*TEXT SHOWN*
►

Wednesday, January 26, 2011

Carrying a Toon

I was emailing with blog and Real Life friend Bea the other day and we ended up delving into cartoons.  I think it started when I said she’d better hope I didn’t suggest that she take responsibility for another department’s documents:

bluz: You better hope I don’t recommend that!  (… twirling moustache and rubbing hands together in an evil manner…)

Bea: Snidely Whiplash, is that you?

bluz: At your service, um… (What’s the girl’s name that’s always getting tied to the tracks?)

Bea: Nell Fenwick

bluz: Right!  Nelllllllll.

It must have been really uncomfortable laying on the hard, bumpy track.  I mean, what if the train wasn’t supposed to come by that day?  She’d be out there a really long time.  There has to have been a better way of whacking someone.

And the poor engineer… I can just see him coming home after a long day… “Geez, there was another one out there today… I sure wish someone would hurry up and invent brakes.”

Bea:  Kind of like the MARC Train… all the passengers would be mad because Nell got hit and it held up their daily commute.

bluz:  Right… they all have places to go and gold to pan for…

We veered off the tracks ourselves right about there but it made me start thinking about the cartoons of my youth, and where some of the clichés came from.  I mean, was that really a thing back then?  Murder by simultaneous decapitation and double amputation, via locomotive?  If Snidely Whiplash really wanted her dead, why not put a simple 2 in the back of her head.

Ooh, maybe he really WANTED to get caught by Dudley Dooright.  He might have had a “thing” for the big Mountie and wanted to volunteer to be his "mountee."

◄

*AIM OF THE TASK*
Rewrite the cartoon post from "It must have" to "their daily commute.", changing "engineer" to "conductor".

*STORED DATA*
►

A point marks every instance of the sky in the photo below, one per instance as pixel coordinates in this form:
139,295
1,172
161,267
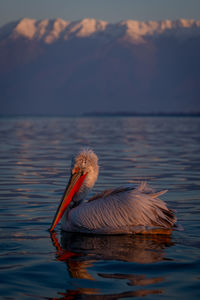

◄

*SOLUTION FOR THIS EXERCISE*
It must have been really uncomfortable laying on the hard, bumpy track.  I mean, what if the train wasn’t supposed to come by that day?  She’d be out there a really long time.  There has to have been a better way of whacking someone.

And the poor conductor… I can just see him coming home after a long day… “Geez, there was another one out there today… I sure wish someone would hurry up and invent brakes.”

Bea:  Kind of like the MARC Train… all the passengers would be mad because Nell got hit and it held up their daily commute.